Cardinality computation

lokeshhctm · September 1, 2015, 5:44pm

We have avery large data set and hence we are storing data in elastic search with aggregated values with group by of a few columns. The problem now we are in, where we also need to do the cardinality.

Since we can not store each document separately and we store document with pre aggregation. How can we store some value along with aggression to figure out the cardinality later with this aggregated data.

Can we pre compute some value which can be stored with one data row and later that same column computation values returns cardinality based on filtered query but on aggregated data.

Igor_Motov · September 1, 2015, 6:26pm

Could you provide some sample data and desired output? It's not very clear to me how your data is structured and what you are trying to achieve there.

lokeshhctm · September 1, 2015, 7:56pm

We have several requests coming from different users and each user has different user ID.
we also return response for each incoming request. Since we have incoming more than 1 billion requests, we can not store each record in elastic search we actually do some aggregation of requests based on a few column like:
The request from FireFox browser like "50", from Internet explorer "100". so in elastic search data store like:

Firefox: 50
Internet Explorer: 100

But in this case we loose the users because we don't know number of unique user in these 150 requests. we have almost 600million users in every 3B requests. with each aggregated row, can we store some pre calculated number which can used to calculate the unique users with any combination like:

Overall across all aggregated rows or filter by either explorer.
We have all of these aggregated data by hour which allow user to select time time range as well.

Centarion · September 1, 2015, 8:55pm

I believe this is possible in the same way that storing a count of requests by browser is. I am not certain how you are doing your pre-aggregation, but if you can generate a count of unique users in addition to the counts of requests by browser then you can have a document like:

Firefox: 50
Internet Explorer: 100
Unique Users: 125

If you want to get the count of unique users by browser you can run a filtered query by browser and then do a sum aggregation on Unique Users, or do a terms aggregation on browser and then a sum Unique Users sub aggregation. To get the count in each time slice, use a sum aggregation on Unique Users as a sub aggregation in your date histogram aggregation.

Let me know if that answers your question or if I misunderstood (or got something wrong).

lokeshhctm · September 1, 2015, 9:17pm

But some might be in both browsers so in that case sum including both is wrong

Centarion · September 1, 2015, 9:39pm

Oops I do now realize I was mistaken to suggest a terms aggregation on browser, since you have each browser set up as a separate field, and each document likely contains requests from each browser.

The way I would implement this, if starting from scratch would be to group requests by browser in pre-aggregation, and then have a document like:

{
browser: firefox,
requests: 50,
unique_users: 35
}

and then send several documents per aggregation period.

With your current format, in order to get unique users by browser you are going to have to separate the count of unique users by browser in pre-aggregation and then store them in a field that is unique to the browser, either as a subfield for the browser fields or as an additional field like firefox_unique_users.

Using your current format, it will be hard to actually use filters to do separate browsers, since every doc contains data from each. However, you could still do a sum aggregation across the firefox_unique_users field or the firefox.users subfield.

Requests:
A – In the cardinality thread above, translate this sentence into Spanish: "It's not very clear to me how your data is structured and what you are trying to achieve there."
B – According to the cardinality thread above, about how many users are there in every 3 billion requests?
C – Decide whether each statement agrees with the cardinality thread above, answering yes or no and quoting the deciding words. (i) The aggregated data is kept by hour. (ii) Igor_Motov proposed storing a count of unique users for each browser. (iii) The original poster accepts that summing unique users across both browsers gives the right total.

Dataset rows:
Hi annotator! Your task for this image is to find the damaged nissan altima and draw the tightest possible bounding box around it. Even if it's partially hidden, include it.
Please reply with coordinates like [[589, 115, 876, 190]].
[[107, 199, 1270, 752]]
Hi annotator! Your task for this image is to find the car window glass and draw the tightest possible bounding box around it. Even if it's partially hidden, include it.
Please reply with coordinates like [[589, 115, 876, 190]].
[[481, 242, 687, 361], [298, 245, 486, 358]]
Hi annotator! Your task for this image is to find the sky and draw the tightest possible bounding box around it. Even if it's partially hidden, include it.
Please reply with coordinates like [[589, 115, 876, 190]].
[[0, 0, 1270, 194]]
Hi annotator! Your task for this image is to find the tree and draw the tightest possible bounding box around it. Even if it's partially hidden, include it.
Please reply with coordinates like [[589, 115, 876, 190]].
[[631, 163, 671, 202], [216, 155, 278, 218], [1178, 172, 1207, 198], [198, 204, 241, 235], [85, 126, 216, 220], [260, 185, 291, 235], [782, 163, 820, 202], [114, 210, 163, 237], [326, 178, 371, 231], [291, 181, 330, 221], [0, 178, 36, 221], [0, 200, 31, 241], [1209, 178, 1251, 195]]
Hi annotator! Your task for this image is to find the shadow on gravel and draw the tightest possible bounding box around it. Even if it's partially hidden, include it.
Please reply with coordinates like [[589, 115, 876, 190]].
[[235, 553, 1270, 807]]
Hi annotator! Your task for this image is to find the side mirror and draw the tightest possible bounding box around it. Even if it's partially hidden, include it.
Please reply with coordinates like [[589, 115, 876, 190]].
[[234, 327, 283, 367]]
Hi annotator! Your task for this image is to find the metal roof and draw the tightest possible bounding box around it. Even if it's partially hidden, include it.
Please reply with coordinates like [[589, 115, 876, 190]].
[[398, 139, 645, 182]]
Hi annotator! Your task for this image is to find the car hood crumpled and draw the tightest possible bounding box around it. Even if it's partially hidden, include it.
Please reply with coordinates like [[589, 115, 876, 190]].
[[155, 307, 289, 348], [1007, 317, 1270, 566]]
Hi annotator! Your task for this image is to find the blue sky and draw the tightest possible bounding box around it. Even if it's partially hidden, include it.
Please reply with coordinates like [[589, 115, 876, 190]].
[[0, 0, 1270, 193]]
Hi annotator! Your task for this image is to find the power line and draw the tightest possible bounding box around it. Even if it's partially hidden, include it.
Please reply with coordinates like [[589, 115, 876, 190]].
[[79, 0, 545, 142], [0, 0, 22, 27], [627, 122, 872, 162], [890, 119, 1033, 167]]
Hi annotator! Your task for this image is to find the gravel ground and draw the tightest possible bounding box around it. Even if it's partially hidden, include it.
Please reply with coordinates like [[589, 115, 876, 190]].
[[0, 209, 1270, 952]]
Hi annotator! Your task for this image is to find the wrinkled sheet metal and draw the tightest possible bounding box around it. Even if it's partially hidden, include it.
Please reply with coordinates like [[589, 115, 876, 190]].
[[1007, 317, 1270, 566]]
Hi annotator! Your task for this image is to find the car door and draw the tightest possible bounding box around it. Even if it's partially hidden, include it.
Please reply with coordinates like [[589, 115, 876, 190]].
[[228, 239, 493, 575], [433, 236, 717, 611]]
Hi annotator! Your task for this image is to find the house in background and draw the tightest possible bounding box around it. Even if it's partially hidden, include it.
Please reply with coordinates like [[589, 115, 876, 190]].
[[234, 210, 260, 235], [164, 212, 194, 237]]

Outputs:
A – No me queda muy claro cómo están estructurados sus datos ni qué intenta lograr con ellos.

B – Almost 600 million users.

C –
(i) Yes: "We have all of these aggregated data by hour"
(ii) No: "Could you provide some sample data and desired output?"
(iii) No: "But some might be in both browsers so in that case sum including both is wrong"